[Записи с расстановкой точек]
━━━
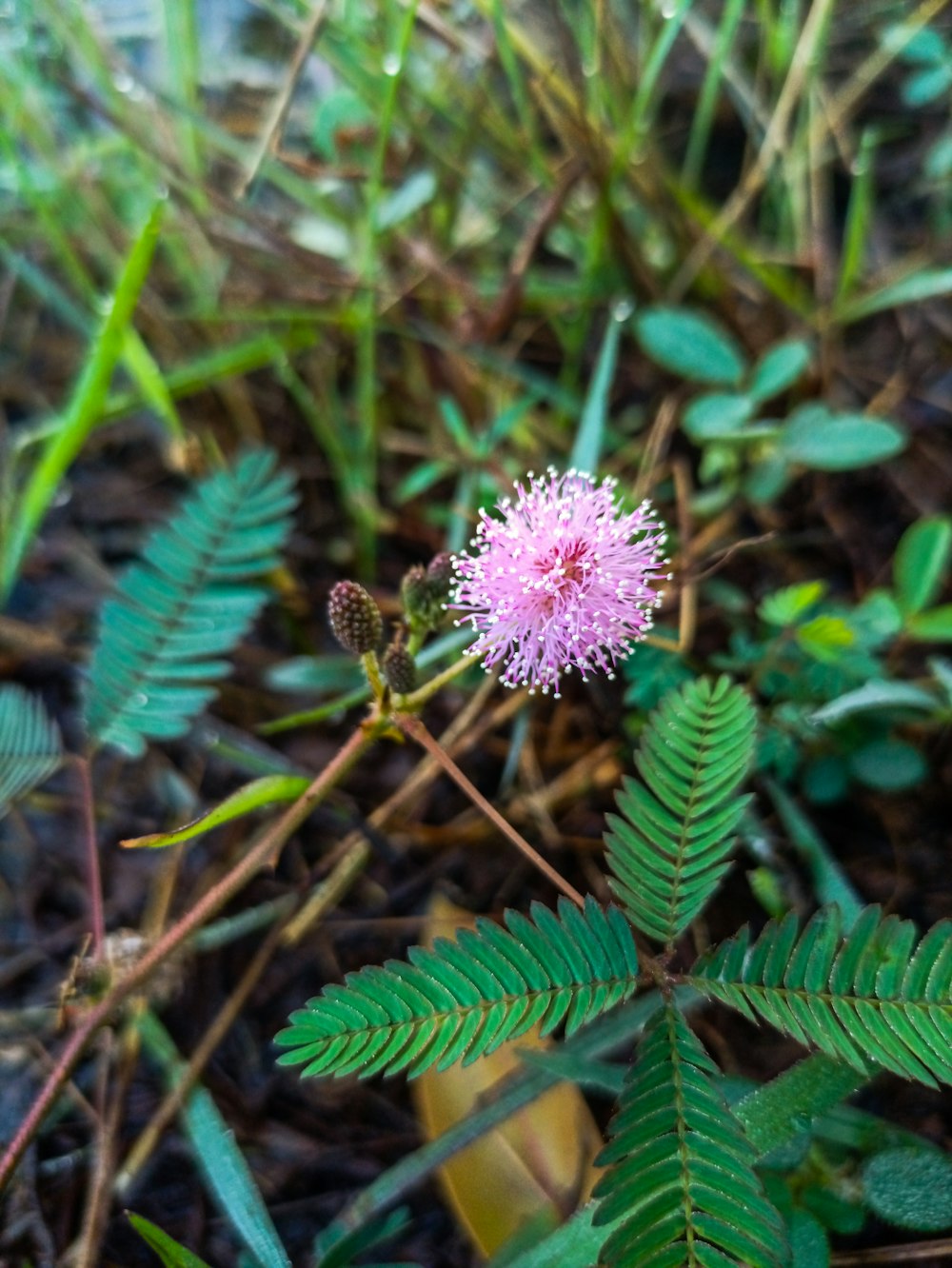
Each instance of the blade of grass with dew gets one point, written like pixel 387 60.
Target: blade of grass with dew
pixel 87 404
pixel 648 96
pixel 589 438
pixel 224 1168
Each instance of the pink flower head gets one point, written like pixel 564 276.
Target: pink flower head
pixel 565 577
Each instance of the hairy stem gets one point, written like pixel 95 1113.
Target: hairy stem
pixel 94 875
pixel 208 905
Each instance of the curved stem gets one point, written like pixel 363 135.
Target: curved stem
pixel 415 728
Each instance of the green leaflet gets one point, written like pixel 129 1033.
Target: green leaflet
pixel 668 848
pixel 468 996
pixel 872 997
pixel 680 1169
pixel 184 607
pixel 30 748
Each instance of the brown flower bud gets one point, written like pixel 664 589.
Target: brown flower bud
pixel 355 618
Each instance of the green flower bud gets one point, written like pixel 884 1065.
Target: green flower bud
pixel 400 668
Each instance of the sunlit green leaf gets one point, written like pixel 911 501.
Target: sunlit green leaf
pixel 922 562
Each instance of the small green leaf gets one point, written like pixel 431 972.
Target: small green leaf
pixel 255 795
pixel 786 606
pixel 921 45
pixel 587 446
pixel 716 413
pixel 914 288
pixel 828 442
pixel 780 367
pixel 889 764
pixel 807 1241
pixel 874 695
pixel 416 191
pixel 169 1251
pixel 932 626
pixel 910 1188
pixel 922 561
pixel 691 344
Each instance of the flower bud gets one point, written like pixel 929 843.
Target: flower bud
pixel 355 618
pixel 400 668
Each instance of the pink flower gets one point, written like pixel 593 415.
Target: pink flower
━━━
▶ _Что требуется_:
Выведите все записи выше дословно, строка за строкой. Изображения в ответ не включайте.

▶ _Результат упражнения_:
Each instance of the blade of grass with dew gets one point, written like pixel 387 60.
Target: blade of grass with dew
pixel 87 404
pixel 648 96
pixel 589 438
pixel 224 1168
Each instance of the pink flower head gets one point, written like pixel 564 276.
Target: pink flower head
pixel 565 577
Each instance of the hairy stem gets one point, written like pixel 95 1113.
Target: hairy stem
pixel 94 875
pixel 208 905
Each instance of the curved stem gets one point, written like pixel 363 135.
Target: curved stem
pixel 415 728
Each instance of the green leaflet gets one point, written like pixel 129 1033.
Target: green leaflet
pixel 668 848
pixel 468 996
pixel 872 997
pixel 680 1169
pixel 184 607
pixel 30 748
Each instance of the brown flower bud gets one point, written like pixel 664 589.
Target: brown flower bud
pixel 355 618
Each instance of the green flower bud gets one point, written like pixel 884 1065.
Target: green flower bud
pixel 400 668
Each instance of the sunlit green leaf gets one point, written like pixel 911 501.
Target: sunlit green leaf
pixel 922 562
Each instance of the small green leaf gets one point, written like pixel 431 972.
Target: small green leaf
pixel 255 795
pixel 786 606
pixel 921 45
pixel 587 446
pixel 716 413
pixel 914 288
pixel 828 442
pixel 780 367
pixel 889 764
pixel 807 1241
pixel 874 695
pixel 416 191
pixel 169 1251
pixel 932 626
pixel 910 1188
pixel 922 561
pixel 691 344
Each instance of the flower bud gets one point, written like pixel 929 843.
Target: flower bud
pixel 355 618
pixel 400 668
Each instance of the pink flower gets one point, written like pixel 593 415.
Target: pink flower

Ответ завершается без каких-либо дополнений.